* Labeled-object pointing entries
(begin)

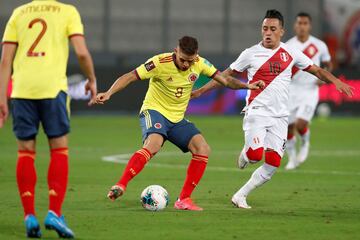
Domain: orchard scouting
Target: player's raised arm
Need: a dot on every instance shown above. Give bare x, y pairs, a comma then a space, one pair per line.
326, 76
118, 85
86, 64
7, 56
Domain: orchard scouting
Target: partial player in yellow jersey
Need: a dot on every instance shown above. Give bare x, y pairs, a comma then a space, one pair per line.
172, 76
36, 47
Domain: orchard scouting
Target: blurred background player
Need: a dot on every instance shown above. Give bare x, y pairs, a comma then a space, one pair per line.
304, 89
36, 45
172, 76
266, 113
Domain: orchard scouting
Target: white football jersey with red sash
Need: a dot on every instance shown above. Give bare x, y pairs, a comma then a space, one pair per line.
274, 67
317, 51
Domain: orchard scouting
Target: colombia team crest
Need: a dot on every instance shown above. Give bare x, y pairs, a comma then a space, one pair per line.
158, 125
193, 77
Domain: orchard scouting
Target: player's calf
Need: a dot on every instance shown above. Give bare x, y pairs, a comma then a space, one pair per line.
250, 156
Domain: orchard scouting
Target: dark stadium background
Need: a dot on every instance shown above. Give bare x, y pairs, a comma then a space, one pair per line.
122, 34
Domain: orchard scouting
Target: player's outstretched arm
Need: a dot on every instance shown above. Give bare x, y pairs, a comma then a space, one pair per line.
328, 66
118, 85
326, 76
86, 64
209, 86
233, 83
7, 56
226, 79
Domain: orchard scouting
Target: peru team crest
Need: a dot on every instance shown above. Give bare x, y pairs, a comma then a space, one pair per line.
284, 56
193, 77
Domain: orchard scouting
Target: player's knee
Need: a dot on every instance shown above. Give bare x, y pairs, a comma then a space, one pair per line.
272, 158
301, 126
255, 155
202, 149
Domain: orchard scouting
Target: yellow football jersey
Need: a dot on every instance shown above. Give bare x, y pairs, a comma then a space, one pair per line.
41, 29
170, 88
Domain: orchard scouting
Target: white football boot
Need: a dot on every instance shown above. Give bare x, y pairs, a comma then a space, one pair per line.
240, 202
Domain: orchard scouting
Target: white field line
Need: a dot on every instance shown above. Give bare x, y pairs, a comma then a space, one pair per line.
123, 159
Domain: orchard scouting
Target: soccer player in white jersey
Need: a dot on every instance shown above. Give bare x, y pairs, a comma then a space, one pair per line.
266, 112
304, 89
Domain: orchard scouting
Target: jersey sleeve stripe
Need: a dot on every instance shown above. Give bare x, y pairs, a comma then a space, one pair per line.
9, 42
307, 68
216, 72
76, 35
137, 74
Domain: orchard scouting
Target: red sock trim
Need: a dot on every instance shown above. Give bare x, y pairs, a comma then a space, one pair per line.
272, 158
26, 153
64, 151
198, 157
26, 180
58, 178
255, 155
146, 153
303, 131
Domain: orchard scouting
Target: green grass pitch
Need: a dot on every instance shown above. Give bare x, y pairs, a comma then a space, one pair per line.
320, 200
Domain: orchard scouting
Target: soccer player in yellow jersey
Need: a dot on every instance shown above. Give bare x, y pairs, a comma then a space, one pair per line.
172, 76
35, 45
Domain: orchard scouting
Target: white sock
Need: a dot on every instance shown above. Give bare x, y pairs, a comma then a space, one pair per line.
291, 148
260, 176
306, 137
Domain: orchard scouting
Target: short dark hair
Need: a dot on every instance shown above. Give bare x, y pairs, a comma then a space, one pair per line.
273, 13
304, 14
188, 45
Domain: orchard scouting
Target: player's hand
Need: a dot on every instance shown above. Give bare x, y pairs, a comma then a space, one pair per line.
345, 88
4, 112
102, 97
90, 86
256, 85
195, 94
320, 83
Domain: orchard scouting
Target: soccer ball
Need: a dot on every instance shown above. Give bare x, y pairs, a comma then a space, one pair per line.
154, 198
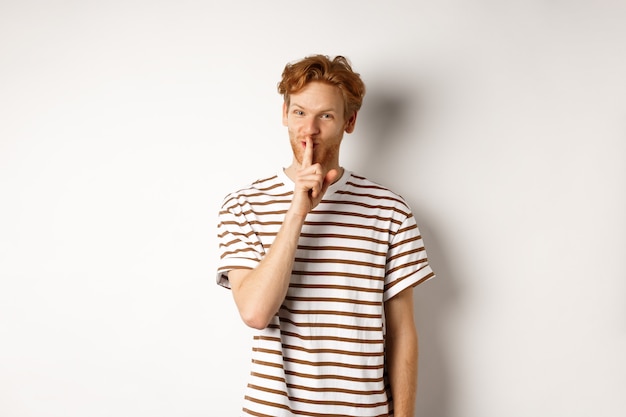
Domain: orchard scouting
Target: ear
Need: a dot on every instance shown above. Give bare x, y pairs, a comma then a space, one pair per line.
285, 108
350, 124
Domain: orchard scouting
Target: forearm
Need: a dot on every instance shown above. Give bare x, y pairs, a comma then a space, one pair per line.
259, 292
402, 357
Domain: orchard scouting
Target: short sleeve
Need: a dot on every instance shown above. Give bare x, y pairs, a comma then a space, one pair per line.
239, 246
407, 262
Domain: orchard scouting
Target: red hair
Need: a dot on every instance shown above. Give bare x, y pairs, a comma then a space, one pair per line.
337, 72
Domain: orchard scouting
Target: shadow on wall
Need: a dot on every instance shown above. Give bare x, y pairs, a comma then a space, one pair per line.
387, 131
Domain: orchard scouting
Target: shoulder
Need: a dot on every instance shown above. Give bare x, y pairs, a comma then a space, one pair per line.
263, 188
365, 188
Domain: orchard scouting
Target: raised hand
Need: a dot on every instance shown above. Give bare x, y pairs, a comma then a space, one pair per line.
311, 182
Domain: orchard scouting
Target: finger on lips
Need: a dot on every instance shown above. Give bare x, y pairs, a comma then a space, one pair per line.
307, 158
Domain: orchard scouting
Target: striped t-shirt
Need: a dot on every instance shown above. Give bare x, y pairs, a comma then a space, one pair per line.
323, 352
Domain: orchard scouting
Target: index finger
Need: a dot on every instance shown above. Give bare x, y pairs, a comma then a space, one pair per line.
307, 158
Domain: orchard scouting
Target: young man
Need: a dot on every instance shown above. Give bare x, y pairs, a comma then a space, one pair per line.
322, 262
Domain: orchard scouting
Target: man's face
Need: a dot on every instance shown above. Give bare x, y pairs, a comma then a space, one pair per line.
317, 112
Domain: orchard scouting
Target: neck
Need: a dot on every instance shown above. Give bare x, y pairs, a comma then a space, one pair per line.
292, 169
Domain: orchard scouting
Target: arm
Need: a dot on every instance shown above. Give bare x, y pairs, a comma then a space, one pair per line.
401, 352
259, 292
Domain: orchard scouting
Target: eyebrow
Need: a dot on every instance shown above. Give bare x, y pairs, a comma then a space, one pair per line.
329, 110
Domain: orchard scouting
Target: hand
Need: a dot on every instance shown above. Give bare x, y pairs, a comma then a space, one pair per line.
311, 182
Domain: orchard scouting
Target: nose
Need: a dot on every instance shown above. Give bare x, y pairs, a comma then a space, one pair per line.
311, 126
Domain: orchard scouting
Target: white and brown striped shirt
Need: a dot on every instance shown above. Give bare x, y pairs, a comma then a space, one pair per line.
323, 352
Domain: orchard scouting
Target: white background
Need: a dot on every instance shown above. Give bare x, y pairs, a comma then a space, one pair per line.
124, 123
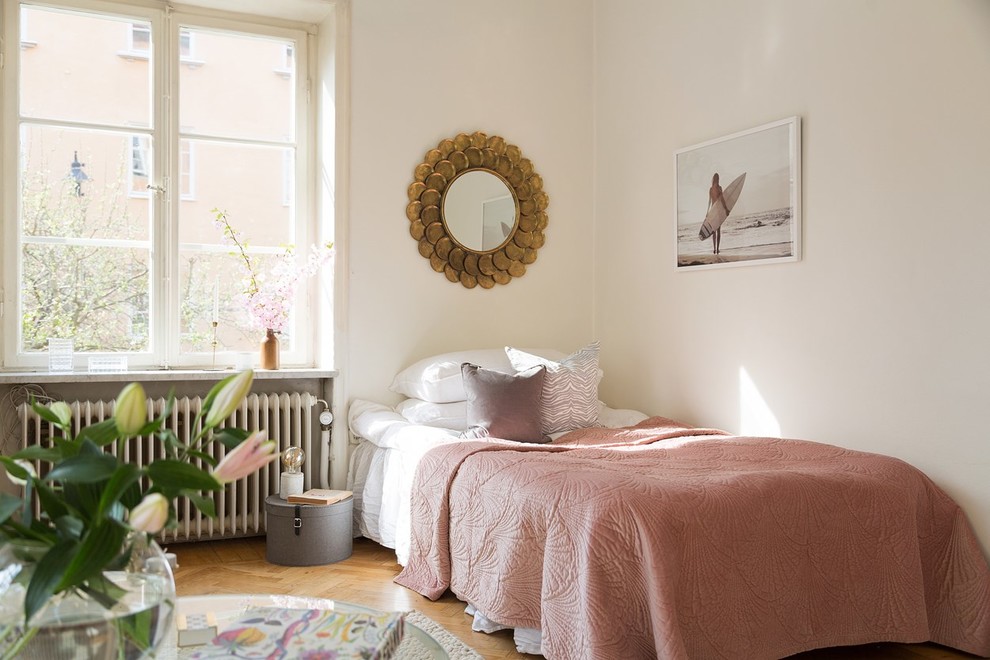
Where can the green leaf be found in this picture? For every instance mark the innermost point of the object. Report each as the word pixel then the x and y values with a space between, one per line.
pixel 132 496
pixel 99 546
pixel 100 434
pixel 48 573
pixel 122 478
pixel 84 469
pixel 53 505
pixel 70 527
pixel 9 504
pixel 170 475
pixel 83 498
pixel 203 503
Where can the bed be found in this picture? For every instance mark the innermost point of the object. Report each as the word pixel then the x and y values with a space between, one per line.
pixel 656 539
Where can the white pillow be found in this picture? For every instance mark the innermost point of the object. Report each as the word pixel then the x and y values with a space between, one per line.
pixel 443 415
pixel 570 389
pixel 437 379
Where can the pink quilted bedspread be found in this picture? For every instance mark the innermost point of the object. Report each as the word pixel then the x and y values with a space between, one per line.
pixel 669 542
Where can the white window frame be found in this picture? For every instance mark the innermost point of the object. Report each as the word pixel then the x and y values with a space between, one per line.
pixel 165 340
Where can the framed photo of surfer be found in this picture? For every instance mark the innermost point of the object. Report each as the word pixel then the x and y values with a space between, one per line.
pixel 739 198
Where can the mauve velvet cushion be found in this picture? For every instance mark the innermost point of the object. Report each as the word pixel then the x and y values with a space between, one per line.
pixel 503 405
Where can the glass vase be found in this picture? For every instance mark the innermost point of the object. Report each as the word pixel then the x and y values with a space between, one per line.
pixel 269 350
pixel 125 613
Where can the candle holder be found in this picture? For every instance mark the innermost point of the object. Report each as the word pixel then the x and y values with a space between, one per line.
pixel 291 480
pixel 214 343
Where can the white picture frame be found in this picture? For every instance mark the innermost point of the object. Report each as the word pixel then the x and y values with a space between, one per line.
pixel 759 183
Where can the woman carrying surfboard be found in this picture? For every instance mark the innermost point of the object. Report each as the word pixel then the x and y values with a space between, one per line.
pixel 715 197
pixel 719 206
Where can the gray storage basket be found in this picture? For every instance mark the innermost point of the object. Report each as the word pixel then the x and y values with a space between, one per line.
pixel 308 534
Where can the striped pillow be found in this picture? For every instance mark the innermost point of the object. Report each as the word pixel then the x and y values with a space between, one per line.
pixel 570 389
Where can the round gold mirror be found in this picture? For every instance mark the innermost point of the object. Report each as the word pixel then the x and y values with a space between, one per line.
pixel 477 209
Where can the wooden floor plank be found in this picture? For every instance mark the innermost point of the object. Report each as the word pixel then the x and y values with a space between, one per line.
pixel 239 566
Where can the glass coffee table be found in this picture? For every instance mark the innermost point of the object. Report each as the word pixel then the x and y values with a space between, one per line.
pixel 227 608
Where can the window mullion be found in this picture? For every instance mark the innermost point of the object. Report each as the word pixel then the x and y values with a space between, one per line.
pixel 165 53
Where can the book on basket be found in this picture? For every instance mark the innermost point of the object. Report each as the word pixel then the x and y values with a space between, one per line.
pixel 275 632
pixel 318 496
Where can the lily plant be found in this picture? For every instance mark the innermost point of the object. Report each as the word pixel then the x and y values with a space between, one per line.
pixel 91 501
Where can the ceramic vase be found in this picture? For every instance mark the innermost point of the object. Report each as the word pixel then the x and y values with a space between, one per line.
pixel 269 350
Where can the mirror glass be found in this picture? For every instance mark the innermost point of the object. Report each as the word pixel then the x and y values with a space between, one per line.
pixel 479 210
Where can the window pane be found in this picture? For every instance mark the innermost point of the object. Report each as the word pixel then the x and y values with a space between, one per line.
pixel 213 288
pixel 77 183
pixel 237 72
pixel 246 182
pixel 98 296
pixel 81 70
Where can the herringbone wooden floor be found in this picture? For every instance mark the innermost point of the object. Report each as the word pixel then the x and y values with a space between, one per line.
pixel 239 566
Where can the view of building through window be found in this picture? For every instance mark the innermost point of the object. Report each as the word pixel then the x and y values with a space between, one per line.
pixel 118 244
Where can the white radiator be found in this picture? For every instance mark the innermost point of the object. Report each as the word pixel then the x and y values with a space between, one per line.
pixel 240 507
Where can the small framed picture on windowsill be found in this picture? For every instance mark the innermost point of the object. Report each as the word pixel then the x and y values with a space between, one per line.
pixel 738 198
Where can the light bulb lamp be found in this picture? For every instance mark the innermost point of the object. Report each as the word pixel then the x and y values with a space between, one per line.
pixel 291 479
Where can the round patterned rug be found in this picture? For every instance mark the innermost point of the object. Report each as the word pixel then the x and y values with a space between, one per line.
pixel 412 649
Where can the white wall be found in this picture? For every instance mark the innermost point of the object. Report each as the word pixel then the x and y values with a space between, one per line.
pixel 427 70
pixel 878 339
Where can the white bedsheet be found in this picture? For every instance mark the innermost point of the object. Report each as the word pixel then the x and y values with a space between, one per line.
pixel 380 475
pixel 383 465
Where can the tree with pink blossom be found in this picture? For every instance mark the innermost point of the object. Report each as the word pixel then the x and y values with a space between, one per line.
pixel 268 296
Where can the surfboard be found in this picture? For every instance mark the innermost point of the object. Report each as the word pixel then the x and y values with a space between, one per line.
pixel 716 214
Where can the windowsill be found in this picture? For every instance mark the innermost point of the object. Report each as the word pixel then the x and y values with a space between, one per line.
pixel 45 376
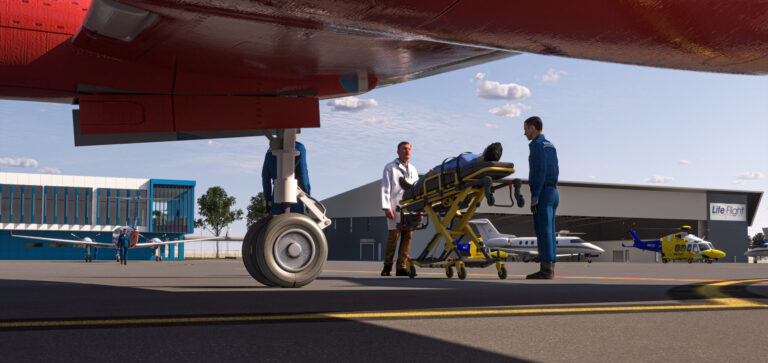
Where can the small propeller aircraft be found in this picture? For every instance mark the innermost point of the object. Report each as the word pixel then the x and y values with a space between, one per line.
pixel 527 247
pixel 682 245
pixel 132 231
pixel 759 250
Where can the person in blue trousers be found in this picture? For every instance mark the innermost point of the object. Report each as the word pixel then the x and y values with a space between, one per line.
pixel 122 244
pixel 542 178
pixel 269 174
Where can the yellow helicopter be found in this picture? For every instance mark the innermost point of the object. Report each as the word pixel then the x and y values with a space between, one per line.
pixel 682 245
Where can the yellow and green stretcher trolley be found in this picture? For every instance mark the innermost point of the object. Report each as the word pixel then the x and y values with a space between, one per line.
pixel 450 199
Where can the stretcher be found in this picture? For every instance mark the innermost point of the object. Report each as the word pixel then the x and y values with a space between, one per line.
pixel 449 199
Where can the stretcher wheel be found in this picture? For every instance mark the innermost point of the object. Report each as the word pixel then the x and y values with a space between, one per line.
pixel 290 250
pixel 503 273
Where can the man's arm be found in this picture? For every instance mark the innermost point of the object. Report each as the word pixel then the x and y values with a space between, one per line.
pixel 538 170
pixel 386 190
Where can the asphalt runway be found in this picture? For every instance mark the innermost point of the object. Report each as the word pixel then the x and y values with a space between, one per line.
pixel 212 310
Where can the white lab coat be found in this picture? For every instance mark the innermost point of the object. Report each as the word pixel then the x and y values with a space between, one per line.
pixel 391 192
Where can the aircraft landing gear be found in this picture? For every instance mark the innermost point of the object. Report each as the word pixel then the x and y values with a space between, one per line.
pixel 290 249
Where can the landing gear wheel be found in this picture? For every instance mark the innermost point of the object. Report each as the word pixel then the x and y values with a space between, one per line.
pixel 462 273
pixel 290 250
pixel 249 241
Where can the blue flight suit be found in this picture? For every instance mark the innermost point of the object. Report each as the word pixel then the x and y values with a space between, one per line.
pixel 542 179
pixel 123 241
pixel 269 174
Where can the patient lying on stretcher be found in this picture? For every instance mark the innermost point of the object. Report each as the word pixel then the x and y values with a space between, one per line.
pixel 492 152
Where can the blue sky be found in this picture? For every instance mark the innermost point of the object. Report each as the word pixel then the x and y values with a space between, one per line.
pixel 611 123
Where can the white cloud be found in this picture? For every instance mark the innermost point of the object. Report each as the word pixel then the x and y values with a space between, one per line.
pixel 659 179
pixel 492 90
pixel 750 175
pixel 351 104
pixel 19 162
pixel 553 75
pixel 374 121
pixel 49 170
pixel 510 110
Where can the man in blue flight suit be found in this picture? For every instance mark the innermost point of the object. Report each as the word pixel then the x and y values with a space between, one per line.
pixel 269 174
pixel 542 178
pixel 122 244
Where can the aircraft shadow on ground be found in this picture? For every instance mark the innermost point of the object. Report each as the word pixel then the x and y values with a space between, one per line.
pixel 41 299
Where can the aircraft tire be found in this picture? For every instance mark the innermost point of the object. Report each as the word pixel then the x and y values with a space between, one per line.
pixel 290 250
pixel 247 252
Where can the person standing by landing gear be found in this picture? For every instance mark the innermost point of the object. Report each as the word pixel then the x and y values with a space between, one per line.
pixel 542 178
pixel 396 174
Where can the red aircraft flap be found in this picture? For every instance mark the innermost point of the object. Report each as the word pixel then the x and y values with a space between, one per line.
pixel 212 113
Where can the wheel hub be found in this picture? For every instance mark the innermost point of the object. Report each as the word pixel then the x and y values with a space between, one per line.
pixel 294 250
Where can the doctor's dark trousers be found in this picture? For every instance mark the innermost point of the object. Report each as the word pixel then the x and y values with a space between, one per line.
pixel 544 224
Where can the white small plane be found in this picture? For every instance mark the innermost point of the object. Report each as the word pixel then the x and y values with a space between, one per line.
pixel 133 234
pixel 527 248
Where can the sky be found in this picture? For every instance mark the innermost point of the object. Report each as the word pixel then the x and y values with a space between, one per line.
pixel 611 123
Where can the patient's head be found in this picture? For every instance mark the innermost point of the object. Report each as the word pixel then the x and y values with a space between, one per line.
pixel 492 152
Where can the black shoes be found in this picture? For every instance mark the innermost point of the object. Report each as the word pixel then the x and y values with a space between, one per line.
pixel 546 272
pixel 402 272
pixel 386 271
pixel 404 184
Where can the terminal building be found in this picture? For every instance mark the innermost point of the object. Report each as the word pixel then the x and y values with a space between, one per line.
pixel 600 213
pixel 75 207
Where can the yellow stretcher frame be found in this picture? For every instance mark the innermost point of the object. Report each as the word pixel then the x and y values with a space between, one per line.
pixel 468 192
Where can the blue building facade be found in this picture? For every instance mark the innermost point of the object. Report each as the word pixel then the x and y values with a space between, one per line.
pixel 75 207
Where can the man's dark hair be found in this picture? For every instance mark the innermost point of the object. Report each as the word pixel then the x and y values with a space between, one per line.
pixel 536 122
pixel 492 152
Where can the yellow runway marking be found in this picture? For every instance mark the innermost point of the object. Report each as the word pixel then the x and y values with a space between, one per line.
pixel 559 277
pixel 712 292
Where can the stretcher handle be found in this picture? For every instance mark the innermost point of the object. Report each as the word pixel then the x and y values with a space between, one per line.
pixel 514 193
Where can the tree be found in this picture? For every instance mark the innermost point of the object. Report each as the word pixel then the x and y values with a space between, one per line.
pixel 257 209
pixel 215 206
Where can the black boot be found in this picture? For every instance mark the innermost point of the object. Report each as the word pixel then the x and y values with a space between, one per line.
pixel 387 270
pixel 546 272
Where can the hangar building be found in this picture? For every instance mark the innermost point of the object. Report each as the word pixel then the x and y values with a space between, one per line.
pixel 75 207
pixel 601 212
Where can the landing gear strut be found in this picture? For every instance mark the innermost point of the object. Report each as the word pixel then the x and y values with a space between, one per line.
pixel 287 250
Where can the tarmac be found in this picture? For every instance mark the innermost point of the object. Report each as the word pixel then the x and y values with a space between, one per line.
pixel 212 310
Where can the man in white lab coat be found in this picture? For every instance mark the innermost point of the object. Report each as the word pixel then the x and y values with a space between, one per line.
pixel 391 194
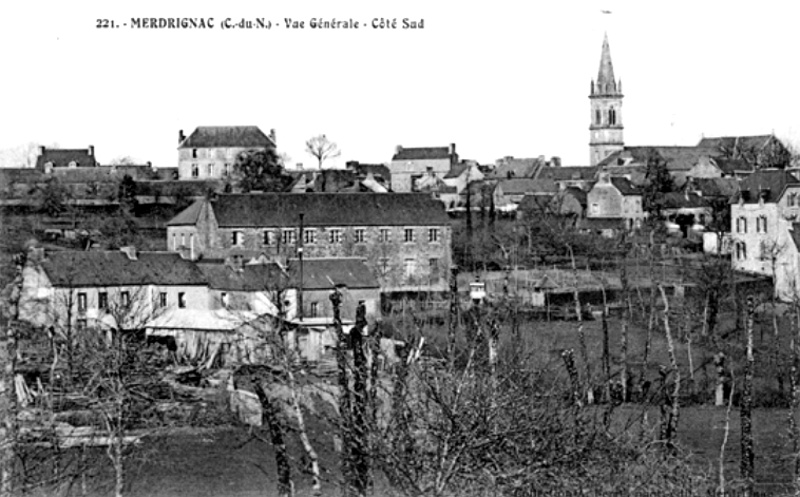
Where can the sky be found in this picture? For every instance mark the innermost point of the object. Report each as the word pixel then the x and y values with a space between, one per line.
pixel 497 78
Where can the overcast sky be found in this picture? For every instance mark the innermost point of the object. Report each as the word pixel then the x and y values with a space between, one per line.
pixel 496 78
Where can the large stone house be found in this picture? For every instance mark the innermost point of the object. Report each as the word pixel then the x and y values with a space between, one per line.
pixel 108 288
pixel 764 229
pixel 411 164
pixel 404 238
pixel 211 151
pixel 615 198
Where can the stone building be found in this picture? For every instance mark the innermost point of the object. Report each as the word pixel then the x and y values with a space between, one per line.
pixel 210 151
pixel 615 198
pixel 411 164
pixel 404 238
pixel 605 131
pixel 765 230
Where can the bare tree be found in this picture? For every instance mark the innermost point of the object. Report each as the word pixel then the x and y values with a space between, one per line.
pixel 321 148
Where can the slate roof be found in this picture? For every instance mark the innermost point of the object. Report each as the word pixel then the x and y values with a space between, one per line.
pixel 756 142
pixel 518 186
pixel 601 223
pixel 773 181
pixel 517 168
pixel 624 186
pixel 61 157
pixel 422 153
pixel 678 158
pixel 714 187
pixel 326 273
pixel 227 136
pixel 251 277
pixel 676 200
pixel 114 268
pixel 320 209
pixel 565 173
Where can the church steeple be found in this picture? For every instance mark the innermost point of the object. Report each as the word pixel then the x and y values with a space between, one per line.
pixel 606 110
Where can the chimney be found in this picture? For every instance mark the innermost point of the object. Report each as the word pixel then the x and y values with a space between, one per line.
pixel 130 251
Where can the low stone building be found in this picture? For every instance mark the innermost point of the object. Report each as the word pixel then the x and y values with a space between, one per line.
pixel 405 238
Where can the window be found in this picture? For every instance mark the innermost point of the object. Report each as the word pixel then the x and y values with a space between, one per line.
pixel 383 266
pixel 289 237
pixel 359 235
pixel 433 266
pixel 409 268
pixel 741 251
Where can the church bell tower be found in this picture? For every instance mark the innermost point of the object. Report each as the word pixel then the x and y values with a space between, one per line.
pixel 605 131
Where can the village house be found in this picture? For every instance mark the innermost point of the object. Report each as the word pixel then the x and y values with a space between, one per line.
pixel 108 289
pixel 615 198
pixel 764 217
pixel 404 238
pixel 211 151
pixel 410 164
pixel 508 193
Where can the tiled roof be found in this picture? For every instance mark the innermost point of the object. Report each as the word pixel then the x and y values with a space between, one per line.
pixel 321 209
pixel 114 268
pixel 518 186
pixel 227 136
pixel 422 153
pixel 771 181
pixel 61 157
pixel 624 186
pixel 251 277
pixel 321 274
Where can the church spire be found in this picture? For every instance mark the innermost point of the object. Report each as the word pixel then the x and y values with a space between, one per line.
pixel 606 84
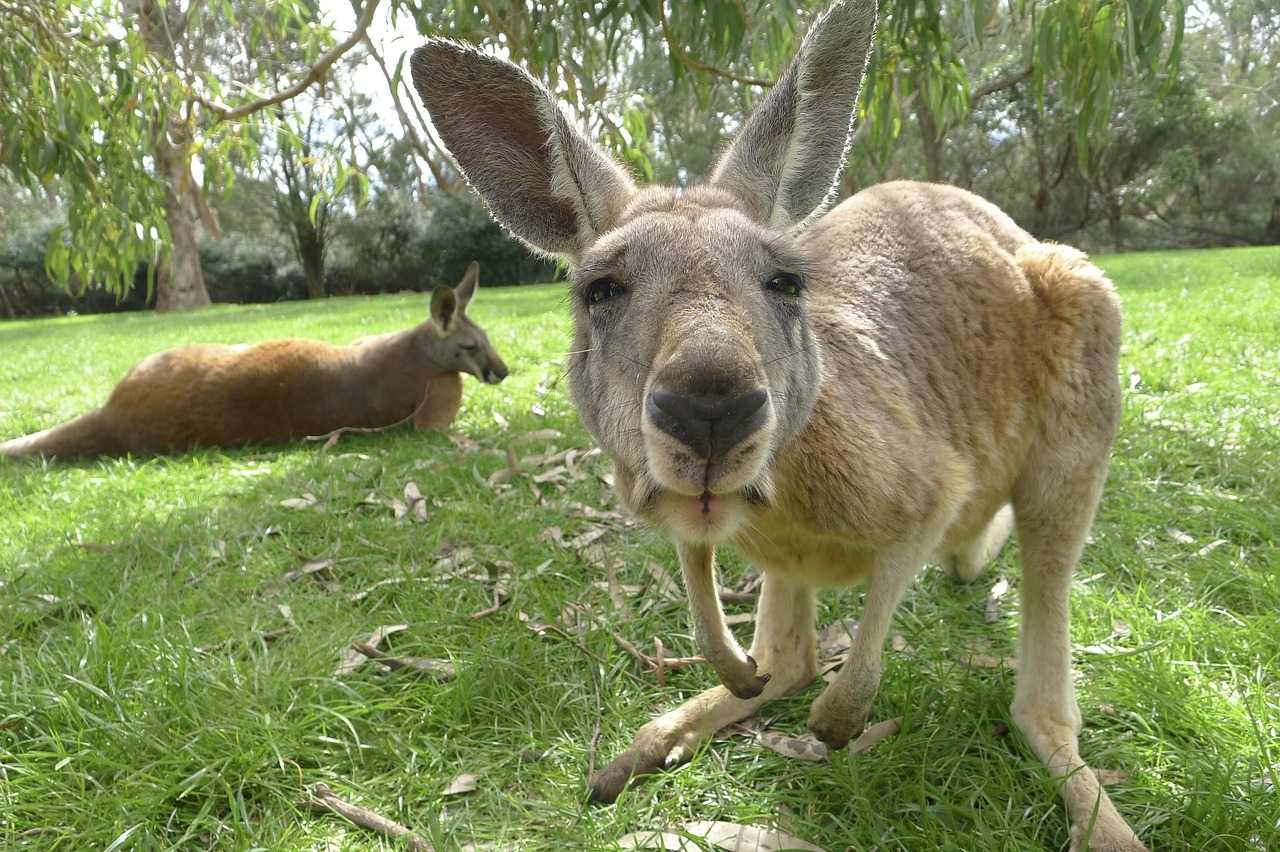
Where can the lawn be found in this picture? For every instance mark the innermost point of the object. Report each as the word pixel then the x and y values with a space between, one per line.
pixel 165 682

(end)

Please set down the lines of the items unchanged, starting at the line that contains "Where can the framed" and ending at the line that contains "pixel 125 613", with both of those lines included.

* REPLY TO THE EXERCISE
Where can the framed photo of surfer be found in this picture? For every instance mark the innermost point of the object. Report each as the word pixel then the x and y values with a space between, one per line.
pixel 739 198
Where can the mauve velvet cushion be found in this picture? For every instance mark the innermost point of the object. Report each as the word pixel then the x and y values with a space between, one per line.
pixel 503 405
Where can the glass vase be found in this picture? For every instance mark the innermost point of the object. Report each as the word pixel then the x and y values with a space between, one per line.
pixel 269 350
pixel 125 613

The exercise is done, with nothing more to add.